■ **EXERCISE INSTRUCTIONS**
Write out the listing below again, replacing "occluded or clear" with "hidden or visible" wherever it occurs and keeping everything else the same. Leave the pictures out of your answer.

■ **EXERCISE MATERIAL**
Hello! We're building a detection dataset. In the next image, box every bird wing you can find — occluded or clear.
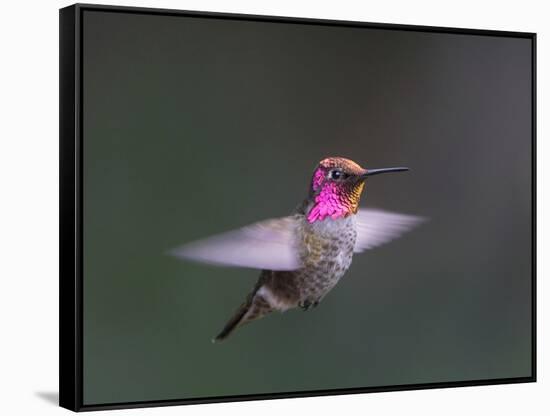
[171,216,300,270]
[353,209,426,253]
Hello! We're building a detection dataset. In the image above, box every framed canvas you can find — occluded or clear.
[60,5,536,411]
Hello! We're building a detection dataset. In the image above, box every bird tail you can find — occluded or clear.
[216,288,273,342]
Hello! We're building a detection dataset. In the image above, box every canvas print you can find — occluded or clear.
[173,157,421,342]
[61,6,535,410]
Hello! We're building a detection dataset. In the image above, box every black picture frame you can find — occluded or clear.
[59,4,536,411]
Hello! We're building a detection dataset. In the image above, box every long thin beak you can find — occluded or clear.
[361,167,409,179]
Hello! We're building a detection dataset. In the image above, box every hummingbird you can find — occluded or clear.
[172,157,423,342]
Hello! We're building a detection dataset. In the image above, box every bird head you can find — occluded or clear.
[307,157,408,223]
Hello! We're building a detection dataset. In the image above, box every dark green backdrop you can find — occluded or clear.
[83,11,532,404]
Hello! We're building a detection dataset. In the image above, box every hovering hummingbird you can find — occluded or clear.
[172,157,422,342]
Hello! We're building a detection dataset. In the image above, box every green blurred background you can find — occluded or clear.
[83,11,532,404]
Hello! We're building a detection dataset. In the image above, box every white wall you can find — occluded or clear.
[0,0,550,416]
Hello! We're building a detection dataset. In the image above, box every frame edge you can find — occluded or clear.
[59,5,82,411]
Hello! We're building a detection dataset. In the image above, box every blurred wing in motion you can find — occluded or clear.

■ **SOLUTION**
Hello! We're building a detection dataset. In the next image, box every bird wing you can find — hidden or visible.
[171,216,300,270]
[353,209,426,253]
Hello! We're building a detection dataset. In the image above, box every framed canvas you can find — hidden or visible.
[60,5,536,411]
Hello! We're building a detection dataset. In the image above, box every bird tail you can find — hidden or visible.
[216,288,273,342]
Hello! We're building a detection dataset. In the image above, box every canvas print you can find — hidden or visible.
[173,157,421,342]
[61,6,535,410]
Hello! We're building a detection dataset. In the image above, box every black picture frame you can find — hidden or visible.
[59,4,536,411]
Hello! We're building a detection dataset. In the image above, box every long thin beak you can find — hidden or visible.
[361,167,409,179]
Hello! We're building a detection dataset. In the image above, box every hummingbird you can find — hidden or visible.
[172,157,423,342]
Hello! We're building a detection dataset. In the image above, box every bird head you can find — hidden or visible.
[307,157,408,223]
Hello! We're building a detection dataset. In the image above, box every dark green backdrop you can find — hidden or visible.
[83,11,532,404]
Hello! We're building a detection dataset. In the image above, box every hovering hummingbird you can find — hidden or visible.
[172,157,422,342]
Hello! We're building a detection dataset. In the image above, box every green blurred background you can find — hidden or visible.
[83,11,532,404]
Hello! We're building a detection dataset. In the image above, box every white wall you can find — hidden or visible.
[0,0,550,416]
Hello! We're building a detection dataset. In the image above, box every frame edge you can find — hidden or visible.
[59,5,82,411]
Hello! We're building a detection dataset. In the image above, box every blurred wing in motion you can find — hidden or visible.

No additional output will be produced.